[WHAT TO WORK ON] Locate every line of the material below that contains the word "dress" and copy each such line. Case counts.

[DATA PROVIDED]
_ _ _ _ _ _ _

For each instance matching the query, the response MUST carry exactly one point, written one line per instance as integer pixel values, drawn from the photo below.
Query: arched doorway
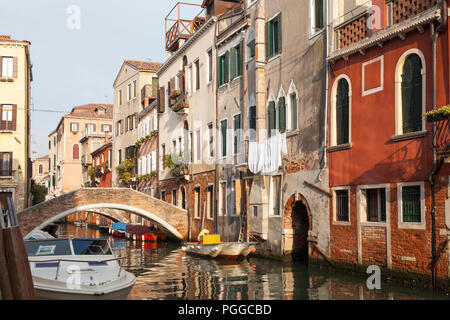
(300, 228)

_ _ _ _ _ _ _

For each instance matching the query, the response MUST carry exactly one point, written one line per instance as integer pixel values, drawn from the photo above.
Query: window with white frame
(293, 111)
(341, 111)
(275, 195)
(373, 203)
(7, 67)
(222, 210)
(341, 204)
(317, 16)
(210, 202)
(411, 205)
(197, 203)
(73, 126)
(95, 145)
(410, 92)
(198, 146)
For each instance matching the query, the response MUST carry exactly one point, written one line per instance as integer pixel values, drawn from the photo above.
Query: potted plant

_ _ _ _ _ _ _

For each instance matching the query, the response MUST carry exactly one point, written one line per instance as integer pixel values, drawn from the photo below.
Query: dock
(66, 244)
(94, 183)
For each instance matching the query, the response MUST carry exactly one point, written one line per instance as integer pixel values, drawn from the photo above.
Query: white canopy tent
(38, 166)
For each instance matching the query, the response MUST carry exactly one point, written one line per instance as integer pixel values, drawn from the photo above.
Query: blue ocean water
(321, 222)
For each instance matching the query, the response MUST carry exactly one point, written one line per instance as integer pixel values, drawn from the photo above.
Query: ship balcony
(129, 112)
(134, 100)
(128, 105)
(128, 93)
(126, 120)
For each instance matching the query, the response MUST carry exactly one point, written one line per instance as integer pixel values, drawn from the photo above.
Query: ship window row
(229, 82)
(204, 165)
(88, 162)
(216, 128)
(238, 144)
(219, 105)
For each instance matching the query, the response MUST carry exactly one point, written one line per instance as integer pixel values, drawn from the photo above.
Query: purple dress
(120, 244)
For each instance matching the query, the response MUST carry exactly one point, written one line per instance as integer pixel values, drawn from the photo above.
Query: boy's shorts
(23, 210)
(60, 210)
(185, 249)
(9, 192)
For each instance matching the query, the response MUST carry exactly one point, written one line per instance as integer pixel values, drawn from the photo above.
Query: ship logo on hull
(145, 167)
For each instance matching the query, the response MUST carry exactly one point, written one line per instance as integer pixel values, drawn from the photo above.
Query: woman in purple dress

_ _ _ _ _ _ _

[WORKED SOLUTION]
Query: purple dress
Query: woman in purple dress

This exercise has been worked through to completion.